### WRITTEN TASK:
Repeat the listing word for word. No pictures belong in the copy.

⟨

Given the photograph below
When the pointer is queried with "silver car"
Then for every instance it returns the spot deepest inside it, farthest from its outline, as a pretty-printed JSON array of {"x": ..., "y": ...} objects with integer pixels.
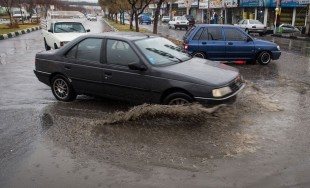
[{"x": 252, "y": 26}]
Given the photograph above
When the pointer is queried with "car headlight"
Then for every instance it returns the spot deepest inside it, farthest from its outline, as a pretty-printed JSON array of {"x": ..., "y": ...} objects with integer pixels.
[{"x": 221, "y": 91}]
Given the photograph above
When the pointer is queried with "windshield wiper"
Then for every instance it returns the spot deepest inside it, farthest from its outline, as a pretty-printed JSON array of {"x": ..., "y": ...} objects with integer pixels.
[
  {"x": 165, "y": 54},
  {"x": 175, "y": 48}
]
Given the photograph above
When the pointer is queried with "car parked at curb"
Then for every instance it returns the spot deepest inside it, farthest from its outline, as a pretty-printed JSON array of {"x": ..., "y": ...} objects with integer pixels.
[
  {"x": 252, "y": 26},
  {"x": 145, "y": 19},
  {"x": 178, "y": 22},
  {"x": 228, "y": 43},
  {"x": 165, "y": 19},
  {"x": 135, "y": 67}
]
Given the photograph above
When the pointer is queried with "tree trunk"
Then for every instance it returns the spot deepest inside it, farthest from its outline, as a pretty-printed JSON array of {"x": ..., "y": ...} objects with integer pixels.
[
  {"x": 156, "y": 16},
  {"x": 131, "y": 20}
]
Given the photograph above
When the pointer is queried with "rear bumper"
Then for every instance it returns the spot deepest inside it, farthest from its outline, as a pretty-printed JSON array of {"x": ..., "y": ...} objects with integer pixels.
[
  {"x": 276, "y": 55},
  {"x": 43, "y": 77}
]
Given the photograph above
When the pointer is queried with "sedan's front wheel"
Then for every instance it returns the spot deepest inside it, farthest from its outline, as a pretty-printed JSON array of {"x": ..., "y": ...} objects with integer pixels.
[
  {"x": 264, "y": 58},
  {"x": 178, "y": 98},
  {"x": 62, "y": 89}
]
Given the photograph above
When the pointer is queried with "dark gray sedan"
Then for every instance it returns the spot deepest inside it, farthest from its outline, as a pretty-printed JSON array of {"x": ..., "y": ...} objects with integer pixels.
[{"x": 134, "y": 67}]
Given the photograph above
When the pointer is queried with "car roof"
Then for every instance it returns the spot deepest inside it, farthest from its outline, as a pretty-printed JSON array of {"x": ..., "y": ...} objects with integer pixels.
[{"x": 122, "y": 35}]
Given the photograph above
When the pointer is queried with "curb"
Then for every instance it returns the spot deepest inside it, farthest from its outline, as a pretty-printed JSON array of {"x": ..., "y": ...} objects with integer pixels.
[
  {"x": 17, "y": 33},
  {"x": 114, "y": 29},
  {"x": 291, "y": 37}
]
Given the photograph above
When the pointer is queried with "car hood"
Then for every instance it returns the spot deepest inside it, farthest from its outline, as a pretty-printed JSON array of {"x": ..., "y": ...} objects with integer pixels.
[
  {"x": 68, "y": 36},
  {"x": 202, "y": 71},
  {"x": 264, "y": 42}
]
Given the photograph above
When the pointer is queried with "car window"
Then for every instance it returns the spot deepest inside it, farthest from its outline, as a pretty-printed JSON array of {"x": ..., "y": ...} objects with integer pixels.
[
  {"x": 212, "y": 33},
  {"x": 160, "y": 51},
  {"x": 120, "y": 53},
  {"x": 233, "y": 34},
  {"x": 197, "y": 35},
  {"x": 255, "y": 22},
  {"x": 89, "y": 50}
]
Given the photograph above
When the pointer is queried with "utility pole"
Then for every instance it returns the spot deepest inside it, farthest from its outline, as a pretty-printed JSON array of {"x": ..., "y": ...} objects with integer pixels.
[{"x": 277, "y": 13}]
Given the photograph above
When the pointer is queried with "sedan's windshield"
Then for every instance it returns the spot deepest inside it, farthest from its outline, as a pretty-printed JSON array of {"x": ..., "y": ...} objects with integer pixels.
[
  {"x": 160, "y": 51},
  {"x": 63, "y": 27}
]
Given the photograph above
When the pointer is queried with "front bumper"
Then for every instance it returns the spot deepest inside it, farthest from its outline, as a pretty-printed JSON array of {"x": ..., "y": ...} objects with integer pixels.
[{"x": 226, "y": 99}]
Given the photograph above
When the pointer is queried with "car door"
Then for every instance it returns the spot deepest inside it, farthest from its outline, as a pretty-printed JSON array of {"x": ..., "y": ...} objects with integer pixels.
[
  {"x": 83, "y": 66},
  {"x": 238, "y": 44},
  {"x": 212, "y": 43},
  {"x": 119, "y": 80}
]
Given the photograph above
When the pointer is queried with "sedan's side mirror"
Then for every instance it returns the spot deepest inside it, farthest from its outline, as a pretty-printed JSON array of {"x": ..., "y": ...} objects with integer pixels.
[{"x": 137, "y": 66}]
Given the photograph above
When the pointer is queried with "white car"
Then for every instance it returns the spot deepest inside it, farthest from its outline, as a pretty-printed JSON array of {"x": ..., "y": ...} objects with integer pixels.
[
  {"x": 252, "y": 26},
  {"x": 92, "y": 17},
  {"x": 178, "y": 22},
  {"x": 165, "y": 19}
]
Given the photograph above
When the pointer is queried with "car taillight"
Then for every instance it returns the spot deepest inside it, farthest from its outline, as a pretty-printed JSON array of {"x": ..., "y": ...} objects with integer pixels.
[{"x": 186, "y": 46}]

⟩

### TASK OUTPUT:
Given the photograph below
When the pointer is queried with "silver car"
Then for every instance it returns the spot deepest inside it, farthest from its outline, as a pretty-printed JSON array of {"x": ..., "y": ...} objects with integer pixels.
[{"x": 252, "y": 26}]
Given the photograph above
When the pointer is queried with "car headlight"
Then for every instance it returns the spot deepest inside it, farthest from its outline, as a pretty-printed JSON array of {"x": ..., "y": ...} objects with integer pixels.
[{"x": 221, "y": 91}]
Given the photograph above
When the pointer is queried with "windshield wiper"
Then for every instance it returns the spot deepest inside it, farthest from its outline, as a pretty-printed JSON array of {"x": ..., "y": ...} objects with integer pixels.
[
  {"x": 165, "y": 54},
  {"x": 175, "y": 48}
]
Given the photograph above
When the pointer is queried with "car parked at curb"
Then for every instance it returns the spot deepest inside it, farthest from its outline, as a pretty-printed JSON array of {"x": ..., "y": ...} objects with integer pixels.
[
  {"x": 252, "y": 26},
  {"x": 145, "y": 19},
  {"x": 178, "y": 22},
  {"x": 228, "y": 43},
  {"x": 165, "y": 19},
  {"x": 135, "y": 67}
]
Given the photograph above
When the pointer is queried with "tree trunk"
Then for every instance it returns the spot deepest inside it, farthest from its outline, as a pretty-printed JSON array of {"x": ..., "y": ...} objects with integer pixels.
[
  {"x": 156, "y": 16},
  {"x": 131, "y": 20}
]
Given the photograph above
When the pointer is queried with "rear bumper"
Then for every instance it returns the spot deepest inside it, farthest from its outline, as a pretty-printed JSON array of {"x": ..., "y": ...} objects with integer pixels.
[
  {"x": 276, "y": 55},
  {"x": 43, "y": 77}
]
Given the photograph above
When the pointer is queried with "sedan's front wheel"
Then for every instance it returns the spot deepest inside it, farthest from its outline, as a pretty-printed JSON array of {"x": ..., "y": ...} objects with integer pixels.
[
  {"x": 264, "y": 58},
  {"x": 178, "y": 98},
  {"x": 62, "y": 89}
]
Given the photograph above
When the pointer is queried with "dark gray sedan"
Then for every instance it returns the spot deepest inside it, farthest from its outline, as a pretty-printed JSON array of {"x": ..., "y": ...} objects with integer pixels.
[{"x": 134, "y": 67}]
Given the photograph above
When the pointer is queried with "car roof"
Then for every instance it returns the spot deepest inside it, farthest from its outline, as a pretty-printed JSON array of {"x": ..., "y": ...} objects with integer pixels.
[{"x": 122, "y": 35}]
Given the photograph above
When the pointer is queried with "curb"
Then for every instance it returns the spot deepest inside it, farthest from its outline, as a pretty-printed JSON array of {"x": ..., "y": ...} objects with integer pixels.
[
  {"x": 17, "y": 33},
  {"x": 114, "y": 29},
  {"x": 291, "y": 37}
]
Given the photograph above
When the pointer is queried with "car hood"
Then for every instance it returns the spot deepest inside it, farthest from its outline, as a pretty-printed JSON array of {"x": ..., "y": ...} objects with integer pixels.
[
  {"x": 68, "y": 36},
  {"x": 202, "y": 71},
  {"x": 264, "y": 42}
]
Given the photograph above
When the pointer is queried with "car window"
Then for every instance it returns the spot deepest inside it, farthest from its outline, as a pretty-printed JSON array of {"x": ..., "y": ...} objects with integer pixels.
[
  {"x": 212, "y": 33},
  {"x": 160, "y": 51},
  {"x": 120, "y": 53},
  {"x": 233, "y": 34},
  {"x": 197, "y": 35},
  {"x": 255, "y": 22},
  {"x": 89, "y": 50}
]
Given the photograph above
When the pointer is queried with "utility pole"
Then for every instance it returns the spot deepest inside it, farthest from its outline, as a pretty-printed JSON array of {"x": ..., "y": ...} objects with integer pixels.
[{"x": 277, "y": 13}]
Given the photograph above
When the pointer is queried with "sedan's windshield"
Then for every instance it returns the spot deepest inside it, farthest from its outline, as a pretty-printed JSON array of {"x": ..., "y": ...} objects with integer pixels.
[
  {"x": 160, "y": 51},
  {"x": 63, "y": 27}
]
Given the photograph above
When the pointer is queried with "front bumper"
Then for every instance it returns the spot deepest inside it, farthest from its outline, as a pretty-printed JSON array of {"x": ..., "y": ...} objects with integer pixels.
[{"x": 226, "y": 99}]
Given the photograph above
When the pointer is queried with "car door"
Then for every instance it returns the spot deepest inside it, farthest from its outline, as a pretty-printed JSON array of {"x": ..., "y": ...} objects with integer pixels.
[
  {"x": 83, "y": 66},
  {"x": 238, "y": 44},
  {"x": 212, "y": 43},
  {"x": 119, "y": 80}
]
Given the photograph above
When the pointer is queried with "sedan's side mirror"
Then for every instance it returns the spot deepest inside it, farthest from its outline, as a pretty-printed JSON array of {"x": ..., "y": ...} objects with integer pixels.
[{"x": 137, "y": 66}]
Given the photograph above
When the pointer is queried with "white car"
Then for every instance it returns the spot deepest inside it, farthest from its outline, as a pretty-printed JSON array of {"x": ..., "y": ...} objects with integer pixels.
[
  {"x": 252, "y": 26},
  {"x": 92, "y": 17},
  {"x": 178, "y": 22},
  {"x": 165, "y": 19}
]
Given the photograph above
When the pointer is queried with "car taillight"
Then for every instance it returns the spot deepest inside it, farthest from its outline, as a pretty-printed JSON array of {"x": ..., "y": ...} objects with integer pixels.
[{"x": 186, "y": 46}]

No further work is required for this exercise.